*** Records for the task Section Begins ***

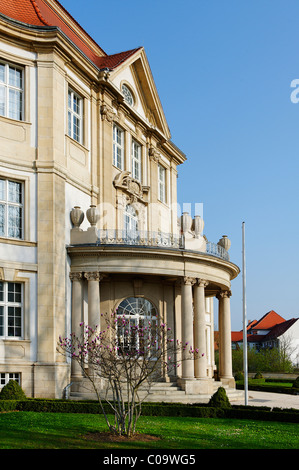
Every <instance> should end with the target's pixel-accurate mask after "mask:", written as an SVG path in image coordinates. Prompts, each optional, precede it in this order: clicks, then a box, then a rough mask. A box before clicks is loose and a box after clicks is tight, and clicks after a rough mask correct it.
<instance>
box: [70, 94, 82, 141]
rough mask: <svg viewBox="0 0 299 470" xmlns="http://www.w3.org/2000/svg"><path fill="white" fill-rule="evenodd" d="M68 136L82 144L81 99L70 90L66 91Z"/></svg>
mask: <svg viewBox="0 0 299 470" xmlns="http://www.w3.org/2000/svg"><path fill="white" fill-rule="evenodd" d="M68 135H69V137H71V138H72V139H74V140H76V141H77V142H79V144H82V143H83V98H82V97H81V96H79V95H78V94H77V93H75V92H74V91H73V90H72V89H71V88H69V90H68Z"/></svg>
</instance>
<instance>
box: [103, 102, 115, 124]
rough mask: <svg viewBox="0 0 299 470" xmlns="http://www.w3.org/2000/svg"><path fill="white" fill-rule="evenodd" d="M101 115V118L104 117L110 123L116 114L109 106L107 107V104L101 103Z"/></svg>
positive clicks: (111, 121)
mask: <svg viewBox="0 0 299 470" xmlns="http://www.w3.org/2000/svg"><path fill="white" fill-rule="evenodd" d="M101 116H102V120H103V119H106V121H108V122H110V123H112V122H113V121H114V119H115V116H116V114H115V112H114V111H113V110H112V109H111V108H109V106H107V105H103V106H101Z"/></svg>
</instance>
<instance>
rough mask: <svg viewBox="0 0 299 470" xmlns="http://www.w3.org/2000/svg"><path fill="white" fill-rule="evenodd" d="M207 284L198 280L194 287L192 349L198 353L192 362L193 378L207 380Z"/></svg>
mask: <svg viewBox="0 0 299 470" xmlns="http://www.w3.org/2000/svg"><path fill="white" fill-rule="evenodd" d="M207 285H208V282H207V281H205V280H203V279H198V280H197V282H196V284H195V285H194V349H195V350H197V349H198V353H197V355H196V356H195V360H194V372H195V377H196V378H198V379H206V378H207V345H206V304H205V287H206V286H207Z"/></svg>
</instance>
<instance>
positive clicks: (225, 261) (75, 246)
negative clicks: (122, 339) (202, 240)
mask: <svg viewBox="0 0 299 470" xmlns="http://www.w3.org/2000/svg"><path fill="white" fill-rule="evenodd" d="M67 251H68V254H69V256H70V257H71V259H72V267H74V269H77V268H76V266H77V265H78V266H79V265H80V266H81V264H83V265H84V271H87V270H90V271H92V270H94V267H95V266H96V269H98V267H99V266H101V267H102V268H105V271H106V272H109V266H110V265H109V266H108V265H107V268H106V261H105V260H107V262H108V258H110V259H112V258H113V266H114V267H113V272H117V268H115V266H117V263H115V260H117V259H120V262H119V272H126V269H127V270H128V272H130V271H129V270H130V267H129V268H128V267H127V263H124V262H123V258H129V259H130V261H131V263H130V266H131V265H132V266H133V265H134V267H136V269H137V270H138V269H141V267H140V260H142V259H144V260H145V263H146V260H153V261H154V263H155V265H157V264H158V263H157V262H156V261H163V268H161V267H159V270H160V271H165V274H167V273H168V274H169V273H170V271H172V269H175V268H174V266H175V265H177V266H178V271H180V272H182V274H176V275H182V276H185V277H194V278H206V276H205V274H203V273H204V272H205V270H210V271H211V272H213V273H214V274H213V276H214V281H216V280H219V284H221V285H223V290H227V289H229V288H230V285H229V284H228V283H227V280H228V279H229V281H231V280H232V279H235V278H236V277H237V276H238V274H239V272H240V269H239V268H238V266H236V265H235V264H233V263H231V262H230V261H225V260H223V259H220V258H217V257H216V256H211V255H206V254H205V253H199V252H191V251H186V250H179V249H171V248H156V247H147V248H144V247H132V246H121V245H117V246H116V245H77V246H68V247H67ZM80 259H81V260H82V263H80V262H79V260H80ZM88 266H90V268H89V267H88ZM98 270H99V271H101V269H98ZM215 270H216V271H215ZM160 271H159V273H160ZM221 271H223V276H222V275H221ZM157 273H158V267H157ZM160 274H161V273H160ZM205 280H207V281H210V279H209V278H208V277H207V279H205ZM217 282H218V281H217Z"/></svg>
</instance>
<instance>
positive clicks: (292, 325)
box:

*** Records for the task Section Ends ***
*** Records for the task Section Begins ***

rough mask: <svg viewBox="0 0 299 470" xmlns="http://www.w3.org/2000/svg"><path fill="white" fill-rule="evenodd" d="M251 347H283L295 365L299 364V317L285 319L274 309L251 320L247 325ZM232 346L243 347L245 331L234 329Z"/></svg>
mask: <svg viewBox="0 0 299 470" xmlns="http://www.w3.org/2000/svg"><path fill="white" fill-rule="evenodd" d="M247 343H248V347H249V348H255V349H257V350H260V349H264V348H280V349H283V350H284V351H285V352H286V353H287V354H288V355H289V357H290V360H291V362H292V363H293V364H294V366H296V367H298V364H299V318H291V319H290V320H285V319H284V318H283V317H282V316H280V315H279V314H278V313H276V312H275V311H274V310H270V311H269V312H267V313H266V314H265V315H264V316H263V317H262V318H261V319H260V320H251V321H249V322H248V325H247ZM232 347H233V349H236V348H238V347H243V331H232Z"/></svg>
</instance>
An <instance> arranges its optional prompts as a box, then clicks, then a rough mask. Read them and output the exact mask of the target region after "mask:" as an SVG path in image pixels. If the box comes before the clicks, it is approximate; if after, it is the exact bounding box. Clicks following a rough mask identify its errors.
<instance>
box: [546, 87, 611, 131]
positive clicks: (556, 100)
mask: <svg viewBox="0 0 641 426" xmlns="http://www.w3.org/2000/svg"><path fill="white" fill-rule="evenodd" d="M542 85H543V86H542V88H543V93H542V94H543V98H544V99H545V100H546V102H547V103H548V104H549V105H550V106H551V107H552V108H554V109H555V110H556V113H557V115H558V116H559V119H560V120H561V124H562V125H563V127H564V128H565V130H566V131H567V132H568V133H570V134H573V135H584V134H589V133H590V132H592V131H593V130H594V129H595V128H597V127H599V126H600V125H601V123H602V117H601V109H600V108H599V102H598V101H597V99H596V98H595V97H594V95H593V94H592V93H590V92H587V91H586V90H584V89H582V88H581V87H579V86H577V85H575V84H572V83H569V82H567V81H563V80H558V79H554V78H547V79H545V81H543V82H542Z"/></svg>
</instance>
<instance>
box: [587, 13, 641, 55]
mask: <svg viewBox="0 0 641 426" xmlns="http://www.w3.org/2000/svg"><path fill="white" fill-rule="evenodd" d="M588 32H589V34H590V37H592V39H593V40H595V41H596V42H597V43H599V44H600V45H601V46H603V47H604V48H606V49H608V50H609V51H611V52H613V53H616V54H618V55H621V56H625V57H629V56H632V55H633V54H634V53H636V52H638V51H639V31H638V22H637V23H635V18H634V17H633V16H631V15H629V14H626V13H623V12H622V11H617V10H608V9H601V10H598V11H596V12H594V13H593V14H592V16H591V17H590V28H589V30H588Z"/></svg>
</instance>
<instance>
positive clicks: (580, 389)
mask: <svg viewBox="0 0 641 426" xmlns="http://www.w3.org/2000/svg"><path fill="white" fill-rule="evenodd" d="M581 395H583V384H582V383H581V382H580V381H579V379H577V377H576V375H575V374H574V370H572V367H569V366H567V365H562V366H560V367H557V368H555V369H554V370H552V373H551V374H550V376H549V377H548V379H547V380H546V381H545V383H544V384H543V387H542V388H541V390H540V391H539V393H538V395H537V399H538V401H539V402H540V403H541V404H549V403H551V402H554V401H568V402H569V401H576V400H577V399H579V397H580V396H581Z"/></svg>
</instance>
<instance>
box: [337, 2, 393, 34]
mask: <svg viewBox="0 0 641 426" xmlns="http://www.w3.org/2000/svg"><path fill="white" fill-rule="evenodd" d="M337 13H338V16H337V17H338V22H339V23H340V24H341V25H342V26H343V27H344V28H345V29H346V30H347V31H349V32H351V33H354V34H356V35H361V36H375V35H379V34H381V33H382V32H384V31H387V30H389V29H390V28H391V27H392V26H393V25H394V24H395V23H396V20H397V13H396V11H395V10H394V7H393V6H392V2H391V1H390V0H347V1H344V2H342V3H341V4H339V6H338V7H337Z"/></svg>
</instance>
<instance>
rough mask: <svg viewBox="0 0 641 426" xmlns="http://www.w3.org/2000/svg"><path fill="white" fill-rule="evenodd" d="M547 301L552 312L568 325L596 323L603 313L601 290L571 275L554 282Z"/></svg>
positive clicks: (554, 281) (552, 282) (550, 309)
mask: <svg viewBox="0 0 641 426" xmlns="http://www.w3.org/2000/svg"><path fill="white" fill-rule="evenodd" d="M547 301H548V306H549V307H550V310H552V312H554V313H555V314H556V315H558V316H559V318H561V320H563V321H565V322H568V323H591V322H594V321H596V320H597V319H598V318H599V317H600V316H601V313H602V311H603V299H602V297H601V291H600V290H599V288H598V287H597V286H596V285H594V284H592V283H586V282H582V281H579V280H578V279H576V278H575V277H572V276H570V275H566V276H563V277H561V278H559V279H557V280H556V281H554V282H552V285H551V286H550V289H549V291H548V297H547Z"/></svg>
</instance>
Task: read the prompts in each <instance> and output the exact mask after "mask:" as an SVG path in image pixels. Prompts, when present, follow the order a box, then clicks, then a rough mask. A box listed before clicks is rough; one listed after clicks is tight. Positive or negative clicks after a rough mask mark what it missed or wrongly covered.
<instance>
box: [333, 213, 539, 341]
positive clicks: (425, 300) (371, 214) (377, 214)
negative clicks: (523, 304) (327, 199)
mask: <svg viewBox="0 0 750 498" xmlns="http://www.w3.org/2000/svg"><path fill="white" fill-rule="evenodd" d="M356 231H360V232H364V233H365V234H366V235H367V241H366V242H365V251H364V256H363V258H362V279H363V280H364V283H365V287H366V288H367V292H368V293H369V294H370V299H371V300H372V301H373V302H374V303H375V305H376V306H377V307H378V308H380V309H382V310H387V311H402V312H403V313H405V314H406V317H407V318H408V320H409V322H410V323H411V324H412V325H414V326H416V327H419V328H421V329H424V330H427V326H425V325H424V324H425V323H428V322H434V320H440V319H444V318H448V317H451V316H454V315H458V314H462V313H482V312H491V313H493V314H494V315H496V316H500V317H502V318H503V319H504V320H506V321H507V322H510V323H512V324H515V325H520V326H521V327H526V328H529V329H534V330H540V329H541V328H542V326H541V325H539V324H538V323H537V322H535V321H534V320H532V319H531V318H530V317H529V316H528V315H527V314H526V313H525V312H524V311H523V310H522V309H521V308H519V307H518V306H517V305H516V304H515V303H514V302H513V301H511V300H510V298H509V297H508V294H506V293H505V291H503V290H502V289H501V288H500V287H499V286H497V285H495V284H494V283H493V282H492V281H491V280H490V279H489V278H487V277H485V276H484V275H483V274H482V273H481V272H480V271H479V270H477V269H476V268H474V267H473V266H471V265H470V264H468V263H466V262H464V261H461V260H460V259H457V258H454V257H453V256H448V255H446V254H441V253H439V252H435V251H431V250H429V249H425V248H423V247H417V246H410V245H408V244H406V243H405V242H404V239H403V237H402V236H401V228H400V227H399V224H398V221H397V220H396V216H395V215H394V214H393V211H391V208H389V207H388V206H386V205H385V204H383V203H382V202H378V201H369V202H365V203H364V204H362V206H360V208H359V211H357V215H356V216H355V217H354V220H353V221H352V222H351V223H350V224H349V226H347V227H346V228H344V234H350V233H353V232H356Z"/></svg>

*** Records for the task Section Ends ***

What needs to be done – Please copy the lines in the records above between the one holding "box: [333, 213, 539, 341]" and the one holding "positive clicks: (425, 300)", inclusive, exactly and with no other line.

Output of the exercise –
box: [333, 213, 539, 341]
positive clicks: (425, 300) (371, 214) (377, 214)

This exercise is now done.